WHAT YOU WILL DO — Each record below should be given again exactly as it reads.

Region pointing data —

_____

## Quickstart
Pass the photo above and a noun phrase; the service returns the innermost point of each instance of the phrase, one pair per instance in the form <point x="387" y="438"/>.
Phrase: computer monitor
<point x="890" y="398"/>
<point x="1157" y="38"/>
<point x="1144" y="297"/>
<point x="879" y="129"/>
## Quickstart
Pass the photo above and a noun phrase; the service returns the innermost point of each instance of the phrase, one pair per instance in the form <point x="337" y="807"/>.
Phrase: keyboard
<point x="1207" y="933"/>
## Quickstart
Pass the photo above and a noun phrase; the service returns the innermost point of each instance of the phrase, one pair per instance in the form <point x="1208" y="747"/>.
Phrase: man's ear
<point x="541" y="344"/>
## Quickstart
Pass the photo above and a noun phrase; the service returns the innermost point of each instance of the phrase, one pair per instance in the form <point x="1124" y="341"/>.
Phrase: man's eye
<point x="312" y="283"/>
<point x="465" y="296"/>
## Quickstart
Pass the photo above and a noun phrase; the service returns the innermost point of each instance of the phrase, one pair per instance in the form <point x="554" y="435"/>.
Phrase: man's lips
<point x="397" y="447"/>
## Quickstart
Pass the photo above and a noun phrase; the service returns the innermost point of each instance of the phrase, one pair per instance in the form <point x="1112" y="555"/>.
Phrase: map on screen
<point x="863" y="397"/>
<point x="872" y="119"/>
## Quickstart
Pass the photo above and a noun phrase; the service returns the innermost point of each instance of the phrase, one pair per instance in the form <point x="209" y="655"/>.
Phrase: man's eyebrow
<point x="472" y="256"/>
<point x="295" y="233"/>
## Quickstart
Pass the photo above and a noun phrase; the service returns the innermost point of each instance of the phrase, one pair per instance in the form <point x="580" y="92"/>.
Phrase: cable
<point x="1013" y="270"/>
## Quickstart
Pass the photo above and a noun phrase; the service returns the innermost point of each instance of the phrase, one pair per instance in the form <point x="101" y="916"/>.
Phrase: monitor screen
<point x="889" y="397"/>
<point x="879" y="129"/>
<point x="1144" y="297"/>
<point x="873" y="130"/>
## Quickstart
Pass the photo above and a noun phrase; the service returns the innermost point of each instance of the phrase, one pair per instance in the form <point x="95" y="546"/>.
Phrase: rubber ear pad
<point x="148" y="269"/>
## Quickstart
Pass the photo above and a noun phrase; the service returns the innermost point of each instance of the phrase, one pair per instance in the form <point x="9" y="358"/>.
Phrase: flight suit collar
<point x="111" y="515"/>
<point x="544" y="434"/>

_____

ANSWER TO THIS TASK —
## Quickstart
Pass the photo above and a noun phrase; the service returns the innermost point of each instance of the phrase, one pair per instance in the form <point x="387" y="438"/>.
Phrase: computer monitor
<point x="890" y="398"/>
<point x="1157" y="38"/>
<point x="1144" y="297"/>
<point x="879" y="129"/>
## Quickstart
Pass the photo above and a noun phrase; the service returns the innermost point of each instance of the phrase, one pair per instance in the form <point x="337" y="807"/>.
Phrase: keyboard
<point x="1207" y="933"/>
## Quickstart
Pass the photo above and a noun phrase; the service returns the innermost point of each instance of the phrase, one pair per instance in the form <point x="1208" y="747"/>.
Phrase: man's ear
<point x="541" y="344"/>
## Quickstart
Pass the photo above and a noun phrase; the service returns the innermost point of each instance of the phrase, one pair per instance in the form <point x="1124" y="341"/>.
Phrase: man's eye
<point x="312" y="283"/>
<point x="465" y="296"/>
## Quickstart
Pass the photo above and a noun phrase; the service returns the innermost point of each instance of the phrase, one pair per instance in the form <point x="554" y="435"/>.
Phrase: man's lips
<point x="397" y="447"/>
## Quickstart
Pass the photo above and a noun phrase; the service returns the innermost point of each instance of the phrase, one pair per instance in the form <point x="1112" y="555"/>.
Phrase: map on screen
<point x="863" y="397"/>
<point x="872" y="119"/>
## Quickstart
Pass the photo above and a noun phrase; the service returns the innermost point of each instance of the phrase, one pair per instance in the form <point x="209" y="655"/>.
Phrase: man's eyebrow
<point x="472" y="256"/>
<point x="295" y="233"/>
## Quickstart
Pass the photo above and a noun phrase; the service returns the innermost point of each instance of the phrase, one pair per instance in the form <point x="580" y="92"/>.
Phrase: cable
<point x="1013" y="270"/>
## Quickstart
Pass the photo above and a noun phrase; the service returns the innermost point of each instance of the phrase, one pair per instance in the form <point x="101" y="916"/>.
Phrase: monitor screen
<point x="889" y="397"/>
<point x="879" y="129"/>
<point x="1144" y="297"/>
<point x="873" y="130"/>
## Quickstart
Pass the photo above and a noun phrase; the service returns the innermost point of each instance of the phrase, one pair per instance in the form <point x="95" y="546"/>.
Phrase: rubber ear pad
<point x="148" y="269"/>
## Quickstart
Pass the photo above and a noun phrase; the service returns the innermost point of each instance of the phrase, one pair per instance in the form <point x="9" y="358"/>.
Phrase: flight suit collar
<point x="111" y="515"/>
<point x="544" y="434"/>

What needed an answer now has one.